Excerpted text:
- - -

No one wants to even think about the possibility of a major organ inside of their child suddenly ceasing to work. We didn't mention it much to our family or friends because to us, death wasn't going to be an option. We were going to fight with every tooth and nail to make sure that Natalie would be okay. Sadly, many parents do that and still lose their child. That's why this battle with heart defects is so complex and leaves you a bit powerless. The weight of your child's health rests on your shoulders and you have no idea how it all will pan out.
Every time I look at Natalie I see a miracle. I see a kid who, yes has a life expectancy that's uncertain, but so does every child-- heart healthy or not. It's easy for me to say that. I know. My child is alive and has handled everything she's been put through with no complications. Why my child is one of those without any complications I don't know. I just can't feel guilty for that anymore. I just can't.
Most parents who endure the long road of severe CHD with their child (or children) are supportive to us no matter who we are or who our child is. There are some, however, that don't want to have much to do with your support if your child doesn't have an almost identical heart problem and that's what makes me the most sad.
It can be a slightly discriminating world out there. I'm sure the same goes for those looking for support for their child battling cancer.
"Oh, your child has skin cancer? Oh..well mine has brain cancer, therefore you don't understand."
And you can't really get mad at people like that. You just can't because most people understand that a kid with cancer of any kind is ..well... A KID WITH CANCER..dear god. Plus, how we all cope with such a severe disease can have anyone unintentionally offending others.
Most do not care one tiny bit if your child has HRHS (such as Natalie) as opposed to their child battling HLHS. Most do not hold it against you that their child was in the hospital recovering from open heart surgery for months compared to my child that spent almost a week. Most heart parents don't mind chatting with you if your child doesn't need a heart transplant even if their child needs one. As a matter of fact, many parents (with me included) with be right there along with you celebrating each milestone to recovery and staying healthy..well as healthy as any heart kid can be. An RSV or flu free winter for a CHD kid, alone, deserves a celebration.
A kid with any type of CHD is.. well.. A KID WITH A CHD. I completely "get" that some heart defects are technically more severe than others. I totally understand that some kids need more surgeries and medication than others. But to be discriminatory in your support system is beyond my comprehension at this point.
Parents who have lost their child are in, what I like to call, across that "acceptable" divided line. They are across that line because they are dealing with something so severe and life-altering that no one should say they understand unless they have lost a child, too. I can't completely relate, but these parents don't want me to because it's so unimaginably difficult and this is a guess..but I think the last thing they'd want to hear or read about is another little child passing away in another family. There's such a deep level of respect that I have for heart parents who have lost a child..that it's hard to measure or even put it into words.
I want to hug every one of those parents so bad...
When I hear of another child passing due to CHD complications I just can't bare it. I can't stop thinking about that family and I do my best to pray for them, regardless of how "non religiousy" I am.
I can't ever say that I completely understand what they're going through. But what still brings us all together is that we see how scary the CHD world is and in reality, we are all in this together. If we don't do that for ourselves, we have to do it for the kids.
I can't ever apologize for how well Natalie has always done. I just can't and I definitely won't. She is a small child born with a complex heart that she didn't ask for. Every open heart surgery..every heart catheterization and every test that she's had deep anxiety over and still endured has brought her to where she is today. Alive, kicking, and as feisty as ever.

- - -

Supplied data:
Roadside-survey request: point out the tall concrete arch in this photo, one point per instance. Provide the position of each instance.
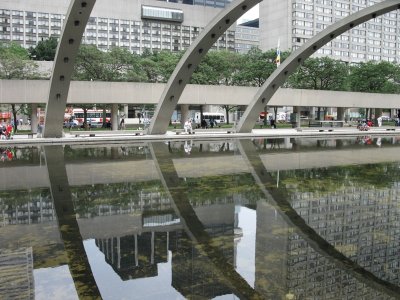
(279, 76)
(191, 59)
(279, 197)
(71, 36)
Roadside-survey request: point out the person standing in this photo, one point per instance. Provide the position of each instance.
(122, 123)
(379, 121)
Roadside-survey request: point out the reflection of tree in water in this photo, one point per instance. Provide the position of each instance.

- - -

Return, word for word, the part of the text on parenting a child with a heart defect that opens with the words containing "When I hear" and closes with "feisty as ever.". The entries have no role here.

Solution to the exercise:
When I hear of another child passing due to CHD complications I just can't bare it. I can't stop thinking about that family and I do my best to pray for them, regardless of how "non religiousy" I am.
I can't ever say that I completely understand what they're going through. But what still brings us all together is that we see how scary the CHD world is and in reality, we are all in this together. If we don't do that for ourselves, we have to do it for the kids.
I can't ever apologize for how well Natalie has always done. I just can't and I definitely won't. She is a small child born with a complex heart that she didn't ask for. Every open heart surgery..every heart catheterization and every test that she's had deep anxiety over and still endured has brought her to where she is today. Alive, kicking, and as feisty as ever.